Please copy the material word for word, starting with the line that contains "the green grassy" and going on through the last line of the material.

┌────────

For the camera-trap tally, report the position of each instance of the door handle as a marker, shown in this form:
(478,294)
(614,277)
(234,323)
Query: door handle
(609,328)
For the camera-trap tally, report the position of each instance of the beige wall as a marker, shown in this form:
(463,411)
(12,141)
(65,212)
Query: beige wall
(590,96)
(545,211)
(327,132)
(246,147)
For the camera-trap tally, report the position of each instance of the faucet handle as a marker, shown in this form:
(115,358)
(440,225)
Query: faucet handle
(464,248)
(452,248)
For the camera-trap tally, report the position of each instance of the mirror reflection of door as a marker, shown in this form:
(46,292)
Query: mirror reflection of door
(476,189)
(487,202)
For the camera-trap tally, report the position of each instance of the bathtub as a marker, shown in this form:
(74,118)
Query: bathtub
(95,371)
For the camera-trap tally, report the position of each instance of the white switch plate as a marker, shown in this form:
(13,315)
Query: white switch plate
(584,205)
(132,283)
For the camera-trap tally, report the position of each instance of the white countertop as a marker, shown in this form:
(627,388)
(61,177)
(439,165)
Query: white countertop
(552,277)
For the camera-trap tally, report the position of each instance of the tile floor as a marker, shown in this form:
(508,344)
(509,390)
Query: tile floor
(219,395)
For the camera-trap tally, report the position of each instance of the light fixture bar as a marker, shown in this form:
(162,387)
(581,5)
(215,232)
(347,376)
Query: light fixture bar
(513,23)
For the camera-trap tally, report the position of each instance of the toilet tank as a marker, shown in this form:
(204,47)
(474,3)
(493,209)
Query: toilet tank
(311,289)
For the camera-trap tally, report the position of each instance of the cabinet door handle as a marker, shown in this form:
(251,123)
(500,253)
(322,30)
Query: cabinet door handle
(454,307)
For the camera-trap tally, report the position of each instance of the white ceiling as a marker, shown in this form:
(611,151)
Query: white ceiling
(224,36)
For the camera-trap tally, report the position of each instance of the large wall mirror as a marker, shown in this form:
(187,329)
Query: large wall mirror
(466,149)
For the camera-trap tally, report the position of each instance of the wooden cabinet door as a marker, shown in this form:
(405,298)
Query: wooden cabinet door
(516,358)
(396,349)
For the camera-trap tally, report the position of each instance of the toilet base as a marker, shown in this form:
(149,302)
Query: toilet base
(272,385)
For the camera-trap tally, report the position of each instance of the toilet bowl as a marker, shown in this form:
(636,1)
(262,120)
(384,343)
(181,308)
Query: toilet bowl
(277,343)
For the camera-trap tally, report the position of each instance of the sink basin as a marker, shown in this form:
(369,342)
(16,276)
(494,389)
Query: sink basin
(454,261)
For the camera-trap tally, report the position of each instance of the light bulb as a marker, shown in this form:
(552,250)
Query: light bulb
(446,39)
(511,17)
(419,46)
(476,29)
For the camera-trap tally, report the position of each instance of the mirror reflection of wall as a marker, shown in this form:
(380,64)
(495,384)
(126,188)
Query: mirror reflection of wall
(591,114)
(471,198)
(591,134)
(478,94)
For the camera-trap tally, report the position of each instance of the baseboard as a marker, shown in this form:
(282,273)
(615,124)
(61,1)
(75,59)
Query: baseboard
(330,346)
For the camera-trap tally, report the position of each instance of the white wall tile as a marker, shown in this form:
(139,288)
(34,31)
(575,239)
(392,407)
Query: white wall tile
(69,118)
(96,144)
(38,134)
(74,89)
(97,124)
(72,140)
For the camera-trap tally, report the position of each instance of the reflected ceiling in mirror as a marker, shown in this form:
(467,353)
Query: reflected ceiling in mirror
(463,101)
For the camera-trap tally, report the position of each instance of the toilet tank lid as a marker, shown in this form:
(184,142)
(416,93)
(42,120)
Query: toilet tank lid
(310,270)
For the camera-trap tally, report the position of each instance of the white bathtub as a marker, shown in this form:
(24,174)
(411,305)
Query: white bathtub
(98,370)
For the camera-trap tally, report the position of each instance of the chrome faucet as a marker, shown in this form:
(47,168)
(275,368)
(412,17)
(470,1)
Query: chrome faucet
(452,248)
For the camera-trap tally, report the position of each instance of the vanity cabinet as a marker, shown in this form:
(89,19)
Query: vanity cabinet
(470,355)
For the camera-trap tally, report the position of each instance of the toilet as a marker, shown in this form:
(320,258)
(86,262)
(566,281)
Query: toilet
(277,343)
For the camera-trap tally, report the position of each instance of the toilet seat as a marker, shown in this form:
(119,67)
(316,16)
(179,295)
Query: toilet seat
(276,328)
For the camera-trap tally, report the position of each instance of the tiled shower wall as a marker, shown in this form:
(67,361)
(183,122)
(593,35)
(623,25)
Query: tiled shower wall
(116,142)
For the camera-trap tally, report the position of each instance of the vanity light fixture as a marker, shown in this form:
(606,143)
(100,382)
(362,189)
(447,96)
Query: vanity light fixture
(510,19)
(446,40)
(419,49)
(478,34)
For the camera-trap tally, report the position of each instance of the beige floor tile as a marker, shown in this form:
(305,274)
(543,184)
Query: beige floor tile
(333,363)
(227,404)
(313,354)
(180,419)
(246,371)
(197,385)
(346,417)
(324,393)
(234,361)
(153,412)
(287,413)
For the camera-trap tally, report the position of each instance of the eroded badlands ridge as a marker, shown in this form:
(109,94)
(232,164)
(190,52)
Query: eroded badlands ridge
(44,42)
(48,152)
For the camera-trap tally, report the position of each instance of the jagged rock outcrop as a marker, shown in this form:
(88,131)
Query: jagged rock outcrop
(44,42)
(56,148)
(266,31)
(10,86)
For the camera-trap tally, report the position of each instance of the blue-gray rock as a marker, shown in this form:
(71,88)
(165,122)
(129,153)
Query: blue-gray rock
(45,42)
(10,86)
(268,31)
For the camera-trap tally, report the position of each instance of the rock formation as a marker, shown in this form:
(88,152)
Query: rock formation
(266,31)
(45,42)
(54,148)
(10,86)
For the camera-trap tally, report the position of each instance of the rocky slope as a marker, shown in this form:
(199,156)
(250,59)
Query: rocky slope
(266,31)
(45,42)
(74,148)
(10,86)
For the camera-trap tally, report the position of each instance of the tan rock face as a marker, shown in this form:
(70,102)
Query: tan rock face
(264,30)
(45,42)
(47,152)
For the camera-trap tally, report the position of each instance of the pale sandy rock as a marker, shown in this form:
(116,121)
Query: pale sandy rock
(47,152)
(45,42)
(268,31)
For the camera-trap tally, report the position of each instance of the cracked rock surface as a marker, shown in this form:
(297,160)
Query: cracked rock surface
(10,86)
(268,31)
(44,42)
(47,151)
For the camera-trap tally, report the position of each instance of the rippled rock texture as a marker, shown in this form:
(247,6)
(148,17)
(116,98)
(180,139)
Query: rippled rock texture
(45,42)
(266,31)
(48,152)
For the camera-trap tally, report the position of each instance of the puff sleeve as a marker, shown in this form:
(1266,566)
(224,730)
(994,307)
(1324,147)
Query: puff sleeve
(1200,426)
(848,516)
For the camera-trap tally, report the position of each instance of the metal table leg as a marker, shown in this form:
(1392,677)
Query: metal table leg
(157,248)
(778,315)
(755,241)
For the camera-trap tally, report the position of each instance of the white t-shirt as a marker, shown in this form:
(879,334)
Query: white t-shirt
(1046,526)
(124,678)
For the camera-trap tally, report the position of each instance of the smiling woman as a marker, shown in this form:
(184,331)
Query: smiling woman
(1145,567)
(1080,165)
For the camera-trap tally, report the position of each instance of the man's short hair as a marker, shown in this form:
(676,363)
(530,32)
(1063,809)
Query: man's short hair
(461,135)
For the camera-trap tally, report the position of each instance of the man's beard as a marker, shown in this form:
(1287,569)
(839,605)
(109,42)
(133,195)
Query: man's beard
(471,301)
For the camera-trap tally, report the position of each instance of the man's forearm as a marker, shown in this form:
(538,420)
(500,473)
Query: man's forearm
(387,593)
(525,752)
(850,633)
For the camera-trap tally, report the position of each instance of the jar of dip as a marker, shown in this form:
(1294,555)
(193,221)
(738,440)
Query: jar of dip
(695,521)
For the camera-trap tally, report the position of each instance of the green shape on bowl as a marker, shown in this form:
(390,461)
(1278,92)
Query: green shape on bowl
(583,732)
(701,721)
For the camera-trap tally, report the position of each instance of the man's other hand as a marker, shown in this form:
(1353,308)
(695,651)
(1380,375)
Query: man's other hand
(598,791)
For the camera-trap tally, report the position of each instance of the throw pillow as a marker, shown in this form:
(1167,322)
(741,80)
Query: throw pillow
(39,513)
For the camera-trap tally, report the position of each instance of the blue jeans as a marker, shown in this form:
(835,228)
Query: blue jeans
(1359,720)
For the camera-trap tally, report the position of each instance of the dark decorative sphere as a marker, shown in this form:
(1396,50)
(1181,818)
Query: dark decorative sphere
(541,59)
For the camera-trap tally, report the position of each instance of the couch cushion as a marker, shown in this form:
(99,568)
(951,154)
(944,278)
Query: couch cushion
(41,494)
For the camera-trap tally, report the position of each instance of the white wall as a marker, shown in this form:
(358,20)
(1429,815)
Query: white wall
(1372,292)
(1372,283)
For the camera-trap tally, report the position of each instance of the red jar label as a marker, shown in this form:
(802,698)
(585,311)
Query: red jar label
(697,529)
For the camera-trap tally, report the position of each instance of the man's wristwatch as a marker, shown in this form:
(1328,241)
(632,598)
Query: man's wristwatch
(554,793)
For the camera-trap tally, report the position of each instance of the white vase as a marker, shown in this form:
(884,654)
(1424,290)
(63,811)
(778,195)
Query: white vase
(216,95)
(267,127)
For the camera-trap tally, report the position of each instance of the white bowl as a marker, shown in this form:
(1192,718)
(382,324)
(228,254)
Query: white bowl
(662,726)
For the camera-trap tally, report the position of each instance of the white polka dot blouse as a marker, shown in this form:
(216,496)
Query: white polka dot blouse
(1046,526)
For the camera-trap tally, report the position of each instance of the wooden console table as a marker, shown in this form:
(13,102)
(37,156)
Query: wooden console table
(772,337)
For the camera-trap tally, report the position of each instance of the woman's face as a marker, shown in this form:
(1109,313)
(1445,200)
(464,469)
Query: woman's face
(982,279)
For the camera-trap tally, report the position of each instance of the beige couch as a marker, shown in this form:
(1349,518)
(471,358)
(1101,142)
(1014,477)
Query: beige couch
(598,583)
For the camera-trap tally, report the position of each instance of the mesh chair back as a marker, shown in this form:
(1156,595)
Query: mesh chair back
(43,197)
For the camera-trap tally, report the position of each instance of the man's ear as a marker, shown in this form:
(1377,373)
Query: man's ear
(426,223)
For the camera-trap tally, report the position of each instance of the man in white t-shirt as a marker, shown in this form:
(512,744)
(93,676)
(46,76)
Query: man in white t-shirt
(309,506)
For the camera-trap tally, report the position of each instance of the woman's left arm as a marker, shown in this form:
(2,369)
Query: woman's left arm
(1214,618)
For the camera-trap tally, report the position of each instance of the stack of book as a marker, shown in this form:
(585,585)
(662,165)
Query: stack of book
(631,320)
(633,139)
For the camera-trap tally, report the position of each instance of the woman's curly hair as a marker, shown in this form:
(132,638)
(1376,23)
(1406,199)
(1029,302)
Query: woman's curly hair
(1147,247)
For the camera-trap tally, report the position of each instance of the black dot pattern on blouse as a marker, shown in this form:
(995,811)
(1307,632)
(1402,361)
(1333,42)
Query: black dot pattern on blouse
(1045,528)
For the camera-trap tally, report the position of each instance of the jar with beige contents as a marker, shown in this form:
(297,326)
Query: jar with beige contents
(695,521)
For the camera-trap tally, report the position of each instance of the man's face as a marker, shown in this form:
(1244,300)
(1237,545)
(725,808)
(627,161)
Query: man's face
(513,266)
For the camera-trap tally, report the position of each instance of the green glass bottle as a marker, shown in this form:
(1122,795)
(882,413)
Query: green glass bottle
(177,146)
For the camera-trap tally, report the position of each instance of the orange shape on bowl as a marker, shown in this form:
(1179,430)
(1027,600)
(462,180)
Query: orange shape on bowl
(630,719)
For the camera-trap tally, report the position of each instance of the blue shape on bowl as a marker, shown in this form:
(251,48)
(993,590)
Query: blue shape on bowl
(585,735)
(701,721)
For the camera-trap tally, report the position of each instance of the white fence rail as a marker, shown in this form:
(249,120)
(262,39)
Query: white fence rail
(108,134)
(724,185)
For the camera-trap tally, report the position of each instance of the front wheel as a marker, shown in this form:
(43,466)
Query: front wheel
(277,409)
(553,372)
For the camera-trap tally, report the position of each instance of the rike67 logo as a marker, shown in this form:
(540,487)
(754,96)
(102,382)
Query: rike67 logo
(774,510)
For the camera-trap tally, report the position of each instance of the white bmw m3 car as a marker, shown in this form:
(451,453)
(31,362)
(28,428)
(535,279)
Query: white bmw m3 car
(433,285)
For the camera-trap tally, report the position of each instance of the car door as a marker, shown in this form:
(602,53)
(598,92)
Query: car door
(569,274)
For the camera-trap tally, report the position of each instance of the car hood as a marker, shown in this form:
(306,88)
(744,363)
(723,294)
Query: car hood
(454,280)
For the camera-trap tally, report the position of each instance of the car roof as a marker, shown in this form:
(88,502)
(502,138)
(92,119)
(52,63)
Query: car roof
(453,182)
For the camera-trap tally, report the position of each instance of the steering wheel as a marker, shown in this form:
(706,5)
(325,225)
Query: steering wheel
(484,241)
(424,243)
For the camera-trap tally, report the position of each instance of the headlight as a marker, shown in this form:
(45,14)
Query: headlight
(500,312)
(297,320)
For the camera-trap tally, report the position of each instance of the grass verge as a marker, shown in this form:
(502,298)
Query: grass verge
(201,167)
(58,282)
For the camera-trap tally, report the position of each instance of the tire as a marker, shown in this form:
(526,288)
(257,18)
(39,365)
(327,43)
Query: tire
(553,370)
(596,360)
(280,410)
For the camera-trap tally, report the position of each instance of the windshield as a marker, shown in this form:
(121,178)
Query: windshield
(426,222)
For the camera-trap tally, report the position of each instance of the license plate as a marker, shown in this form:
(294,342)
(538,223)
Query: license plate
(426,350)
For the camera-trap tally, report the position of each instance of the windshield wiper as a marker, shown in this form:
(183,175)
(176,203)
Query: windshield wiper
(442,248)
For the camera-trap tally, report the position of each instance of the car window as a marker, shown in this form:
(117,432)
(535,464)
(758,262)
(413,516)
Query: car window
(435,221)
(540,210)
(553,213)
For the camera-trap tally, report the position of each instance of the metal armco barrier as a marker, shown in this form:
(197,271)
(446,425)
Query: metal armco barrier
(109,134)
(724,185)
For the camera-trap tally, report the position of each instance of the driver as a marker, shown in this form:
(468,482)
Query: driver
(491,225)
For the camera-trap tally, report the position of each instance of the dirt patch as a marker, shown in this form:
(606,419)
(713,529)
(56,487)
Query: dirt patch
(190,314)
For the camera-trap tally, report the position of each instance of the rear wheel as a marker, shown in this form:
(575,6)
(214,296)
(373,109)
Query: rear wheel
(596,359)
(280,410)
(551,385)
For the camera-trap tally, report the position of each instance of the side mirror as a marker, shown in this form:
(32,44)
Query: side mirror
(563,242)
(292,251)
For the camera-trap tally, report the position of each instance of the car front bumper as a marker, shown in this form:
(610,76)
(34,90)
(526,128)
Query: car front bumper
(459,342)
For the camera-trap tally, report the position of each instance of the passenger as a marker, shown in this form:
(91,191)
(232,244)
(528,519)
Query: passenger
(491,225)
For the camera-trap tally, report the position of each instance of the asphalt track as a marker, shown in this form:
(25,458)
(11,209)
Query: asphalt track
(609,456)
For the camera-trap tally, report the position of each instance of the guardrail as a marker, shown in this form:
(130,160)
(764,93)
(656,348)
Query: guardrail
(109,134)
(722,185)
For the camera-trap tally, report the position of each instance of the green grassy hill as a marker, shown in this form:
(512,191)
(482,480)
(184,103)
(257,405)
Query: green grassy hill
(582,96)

└────────

◆ **THE SOLUTION**:
For the camera-trap tally, report the position of each instance of the green grassy hill as a marker, shown in this form:
(512,191)
(482,480)
(184,103)
(257,405)
Query: green grassy hill
(582,96)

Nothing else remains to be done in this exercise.